> _TASK PROMPT_:
Could you reproduce, exactly and alone, the lines running from the one with "Target: leafy tree" to the end of the data below?

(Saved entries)
________
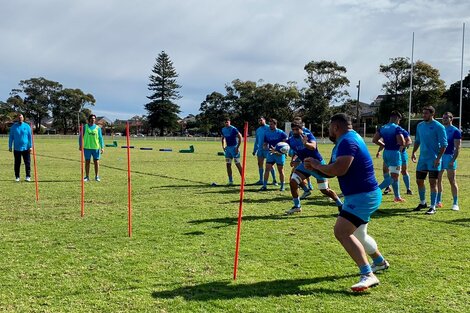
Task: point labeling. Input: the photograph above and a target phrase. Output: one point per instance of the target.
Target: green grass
(180, 258)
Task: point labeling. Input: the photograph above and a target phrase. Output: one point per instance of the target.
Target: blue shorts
(426, 165)
(88, 153)
(363, 205)
(446, 158)
(301, 168)
(404, 158)
(272, 158)
(230, 152)
(392, 158)
(261, 153)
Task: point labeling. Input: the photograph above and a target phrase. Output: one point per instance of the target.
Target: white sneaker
(305, 195)
(365, 282)
(293, 210)
(381, 267)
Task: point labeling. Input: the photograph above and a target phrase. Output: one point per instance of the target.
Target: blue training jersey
(260, 132)
(389, 134)
(452, 133)
(230, 134)
(360, 176)
(20, 138)
(302, 152)
(273, 137)
(431, 136)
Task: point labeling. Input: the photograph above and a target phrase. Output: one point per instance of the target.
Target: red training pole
(129, 185)
(82, 211)
(240, 208)
(35, 166)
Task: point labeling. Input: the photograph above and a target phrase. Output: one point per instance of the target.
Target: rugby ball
(282, 147)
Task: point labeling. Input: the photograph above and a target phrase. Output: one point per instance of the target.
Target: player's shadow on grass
(226, 290)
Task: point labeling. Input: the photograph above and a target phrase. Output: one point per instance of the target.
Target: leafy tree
(66, 108)
(38, 95)
(162, 111)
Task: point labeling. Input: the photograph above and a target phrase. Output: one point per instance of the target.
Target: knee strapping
(370, 246)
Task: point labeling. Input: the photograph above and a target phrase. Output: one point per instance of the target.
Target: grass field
(180, 258)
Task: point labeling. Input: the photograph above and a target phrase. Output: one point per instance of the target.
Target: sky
(108, 47)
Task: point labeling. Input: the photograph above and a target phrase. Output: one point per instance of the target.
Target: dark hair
________
> _RESPONSE BOX_:
Target: leafy tree
(66, 108)
(38, 95)
(162, 111)
Task: point labeling. Input: the photograph above and a target phrase. Output: one point per instance of the target.
Target: knee strapping
(370, 246)
Task: point labeling. Input: the photograph above and a target phrase. Output: one point per instance of the target.
Target: grass field
(180, 258)
Task: point labeling. Input: the photograph above and a target phrase. Output: one point per instance of the target.
Target: sky
(108, 47)
Task: point labeling. Input: the photograph above and a target phrase. Output: one point per instance of the target.
Target: dark hair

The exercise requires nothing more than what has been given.